Written instruction » Copy out each line in the material below that contains the word "stone".

Data for the task »
------------------------

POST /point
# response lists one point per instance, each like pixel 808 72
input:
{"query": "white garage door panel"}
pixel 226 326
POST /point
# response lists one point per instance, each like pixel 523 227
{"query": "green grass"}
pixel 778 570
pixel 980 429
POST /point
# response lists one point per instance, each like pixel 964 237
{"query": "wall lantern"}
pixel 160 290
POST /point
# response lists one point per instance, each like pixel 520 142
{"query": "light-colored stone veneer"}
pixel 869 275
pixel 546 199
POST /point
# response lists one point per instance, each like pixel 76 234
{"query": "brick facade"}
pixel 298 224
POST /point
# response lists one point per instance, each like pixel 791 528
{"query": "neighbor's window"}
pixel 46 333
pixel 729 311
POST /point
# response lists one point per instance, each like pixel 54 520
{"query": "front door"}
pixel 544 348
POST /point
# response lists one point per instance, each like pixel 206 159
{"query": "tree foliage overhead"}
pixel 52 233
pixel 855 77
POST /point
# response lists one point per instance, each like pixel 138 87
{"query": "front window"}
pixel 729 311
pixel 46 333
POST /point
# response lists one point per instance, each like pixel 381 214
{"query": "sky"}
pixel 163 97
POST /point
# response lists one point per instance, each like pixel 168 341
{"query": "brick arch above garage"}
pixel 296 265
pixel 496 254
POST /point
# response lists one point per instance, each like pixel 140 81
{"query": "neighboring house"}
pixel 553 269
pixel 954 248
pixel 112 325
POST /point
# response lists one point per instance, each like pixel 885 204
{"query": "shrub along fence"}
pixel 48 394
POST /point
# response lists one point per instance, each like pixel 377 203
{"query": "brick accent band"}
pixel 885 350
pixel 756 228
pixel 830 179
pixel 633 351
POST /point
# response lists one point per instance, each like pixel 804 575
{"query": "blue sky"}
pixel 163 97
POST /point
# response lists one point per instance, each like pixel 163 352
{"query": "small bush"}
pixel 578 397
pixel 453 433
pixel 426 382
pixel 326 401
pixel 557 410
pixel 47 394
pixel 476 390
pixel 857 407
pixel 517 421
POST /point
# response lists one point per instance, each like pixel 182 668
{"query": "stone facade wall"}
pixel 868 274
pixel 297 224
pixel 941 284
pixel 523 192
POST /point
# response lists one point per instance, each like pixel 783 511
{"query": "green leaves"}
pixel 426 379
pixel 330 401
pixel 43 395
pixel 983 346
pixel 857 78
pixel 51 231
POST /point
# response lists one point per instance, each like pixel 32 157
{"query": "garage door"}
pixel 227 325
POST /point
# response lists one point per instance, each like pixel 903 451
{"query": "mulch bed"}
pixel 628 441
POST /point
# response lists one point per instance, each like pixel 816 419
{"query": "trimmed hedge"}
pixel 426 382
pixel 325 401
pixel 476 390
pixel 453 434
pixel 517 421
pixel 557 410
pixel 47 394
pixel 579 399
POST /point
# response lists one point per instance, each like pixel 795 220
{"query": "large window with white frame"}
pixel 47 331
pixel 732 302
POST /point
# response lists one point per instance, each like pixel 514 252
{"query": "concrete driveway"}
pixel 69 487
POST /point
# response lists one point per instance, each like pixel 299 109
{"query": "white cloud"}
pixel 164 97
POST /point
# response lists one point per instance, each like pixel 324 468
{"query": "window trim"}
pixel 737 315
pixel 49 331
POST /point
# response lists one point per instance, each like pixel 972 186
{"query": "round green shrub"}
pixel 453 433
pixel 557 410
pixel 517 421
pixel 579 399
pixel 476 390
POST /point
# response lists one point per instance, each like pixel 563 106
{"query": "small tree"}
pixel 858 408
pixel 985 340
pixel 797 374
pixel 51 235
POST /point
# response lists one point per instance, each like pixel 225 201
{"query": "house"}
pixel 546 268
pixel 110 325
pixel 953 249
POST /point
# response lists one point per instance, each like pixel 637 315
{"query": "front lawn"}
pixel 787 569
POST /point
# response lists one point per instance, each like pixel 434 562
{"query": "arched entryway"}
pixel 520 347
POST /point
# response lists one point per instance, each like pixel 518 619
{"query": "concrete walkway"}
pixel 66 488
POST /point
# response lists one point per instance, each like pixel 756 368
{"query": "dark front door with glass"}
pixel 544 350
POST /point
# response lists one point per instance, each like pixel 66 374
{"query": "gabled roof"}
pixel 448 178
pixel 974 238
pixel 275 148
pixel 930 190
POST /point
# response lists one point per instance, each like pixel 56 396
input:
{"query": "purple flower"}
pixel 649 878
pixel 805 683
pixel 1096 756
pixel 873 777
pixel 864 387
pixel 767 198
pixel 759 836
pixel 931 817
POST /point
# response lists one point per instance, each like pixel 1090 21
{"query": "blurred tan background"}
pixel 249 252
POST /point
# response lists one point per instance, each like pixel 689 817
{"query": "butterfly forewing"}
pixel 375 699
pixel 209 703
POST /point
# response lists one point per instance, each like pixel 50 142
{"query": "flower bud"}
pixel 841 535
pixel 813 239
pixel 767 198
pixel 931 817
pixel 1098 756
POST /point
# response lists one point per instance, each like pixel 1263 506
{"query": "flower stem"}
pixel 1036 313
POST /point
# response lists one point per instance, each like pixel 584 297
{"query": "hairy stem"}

------------------------

Output of the task »
{"query": "light-colored stone veneer"}
{"query": "stone facade wall"}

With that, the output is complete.